— Begin Exercise materials —

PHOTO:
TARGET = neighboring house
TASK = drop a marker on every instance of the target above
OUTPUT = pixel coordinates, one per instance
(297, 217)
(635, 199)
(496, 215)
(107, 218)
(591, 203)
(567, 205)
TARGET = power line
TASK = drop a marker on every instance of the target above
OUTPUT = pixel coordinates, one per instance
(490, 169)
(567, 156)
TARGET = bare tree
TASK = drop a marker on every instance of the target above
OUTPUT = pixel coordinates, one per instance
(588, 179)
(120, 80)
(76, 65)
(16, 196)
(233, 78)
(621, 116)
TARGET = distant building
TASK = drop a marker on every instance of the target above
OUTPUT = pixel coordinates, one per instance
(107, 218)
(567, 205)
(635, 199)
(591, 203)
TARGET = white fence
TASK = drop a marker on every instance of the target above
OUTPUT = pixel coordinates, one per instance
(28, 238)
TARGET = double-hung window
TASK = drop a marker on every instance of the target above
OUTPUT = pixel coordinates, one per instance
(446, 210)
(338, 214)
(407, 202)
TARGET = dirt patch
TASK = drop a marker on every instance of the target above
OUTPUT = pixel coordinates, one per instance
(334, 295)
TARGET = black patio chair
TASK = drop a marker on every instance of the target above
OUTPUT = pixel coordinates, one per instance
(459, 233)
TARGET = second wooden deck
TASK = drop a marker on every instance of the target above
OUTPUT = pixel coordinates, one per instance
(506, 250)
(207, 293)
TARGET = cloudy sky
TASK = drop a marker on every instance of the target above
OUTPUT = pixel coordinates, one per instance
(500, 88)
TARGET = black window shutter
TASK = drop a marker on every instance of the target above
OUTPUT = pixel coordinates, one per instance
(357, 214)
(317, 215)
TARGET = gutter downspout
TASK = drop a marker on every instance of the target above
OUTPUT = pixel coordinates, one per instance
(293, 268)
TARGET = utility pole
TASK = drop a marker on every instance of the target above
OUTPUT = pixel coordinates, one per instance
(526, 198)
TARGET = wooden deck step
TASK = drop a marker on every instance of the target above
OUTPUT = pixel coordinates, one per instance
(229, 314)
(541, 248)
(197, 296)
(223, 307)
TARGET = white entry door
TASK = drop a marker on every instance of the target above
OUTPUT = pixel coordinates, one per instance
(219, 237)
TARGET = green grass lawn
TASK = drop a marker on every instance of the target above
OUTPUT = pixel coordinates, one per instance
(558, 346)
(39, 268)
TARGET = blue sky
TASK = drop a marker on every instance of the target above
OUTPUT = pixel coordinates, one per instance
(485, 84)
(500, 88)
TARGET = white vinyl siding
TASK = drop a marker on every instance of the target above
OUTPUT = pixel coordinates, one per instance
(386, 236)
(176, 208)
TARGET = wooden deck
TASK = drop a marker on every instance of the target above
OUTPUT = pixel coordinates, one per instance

— End Exercise materials —

| The problem |
Rewrite all of the rows above, substituting "place a marker" for every occurrence of "drop a marker" and leaving everything else unchanged.

| Result for this exercise |
PHOTO:
TARGET = neighboring house
TASK = place a marker on every instance of the target above
OUTPUT = pixel coordinates, one per instance
(297, 217)
(635, 199)
(496, 215)
(107, 218)
(591, 203)
(567, 205)
TARGET = power line
TASK = place a marker on every instance of the target above
OUTPUT = pixel coordinates, one per instance
(490, 169)
(567, 156)
TARGET = bare tree
TASK = place a marker on every instance of the target above
OUTPUT = pixel coordinates, one per instance
(588, 179)
(120, 80)
(76, 65)
(16, 196)
(233, 78)
(621, 116)
TARGET = distant building
TASK = place a marker on every instance of the target above
OUTPUT = pixel coordinates, one per instance
(107, 218)
(567, 205)
(635, 199)
(591, 203)
TARGET = white fence
TASK = place a marker on every instance of the target above
OUTPUT = pixel coordinates, one per instance
(28, 238)
TARGET = double-hung window
TASK = place a marker on every instance of the target above
OUTPUT = pixel coordinates, one per instance
(446, 210)
(338, 214)
(407, 202)
TARGET = dirt patch
TASK = place a marker on every instance of the target above
OUTPUT = pixel coordinates, one per instance
(334, 295)
TARGET = black patio chair
TASK = place a marker on every instance of the target above
OUTPUT = pixel coordinates, one per instance
(459, 233)
TARGET = second wooden deck
TASK = place a marker on every instance of the target above
OUTPUT = pixel coordinates, one per instance
(506, 250)
(207, 293)
TARGET = cloudy sky
TASK = place a marker on every instance of the target above
OUTPUT = pixel coordinates, one per instance
(500, 88)
TARGET = black window shutter
TASK = place a marker on every instance of the target above
OUTPUT = pixel coordinates, one per instance
(357, 214)
(317, 215)
TARGET = gutter downspout
TASK = place a marker on every instance of the target above
OUTPUT = pixel coordinates, one per instance
(293, 268)
TARGET = utility pole
TASK = place a marker on every instance of the target above
OUTPUT = pixel coordinates, one per instance
(526, 198)
TARGET = wooden deck step
TASK = place a marker on every instance of the target above
OUTPUT = pixel coordinates, one per instance
(229, 314)
(541, 248)
(197, 296)
(223, 307)
TARGET = white entry door
TASK = place a marker on every instance of the target above
OUTPUT = pixel coordinates, one per instance
(219, 237)
TARGET = green grass lawn
TASK = place a marker on every instance of the target above
OUTPUT = pixel coordinates, one per instance
(558, 346)
(39, 268)
TARGET = blue sky
TASK = place a marker on every instance of the target above
OUTPUT = pixel coordinates, one per instance
(485, 84)
(500, 88)
TARGET = white vinyl siding
TASK = place a marker on every instance of the target above
OUTPUT = pixel coordinates, one per instance
(386, 236)
(176, 208)
TARGET = wooden deck
TASK = place a marker on every instance of the target above
OUTPUT = pixel coordinates, one per instance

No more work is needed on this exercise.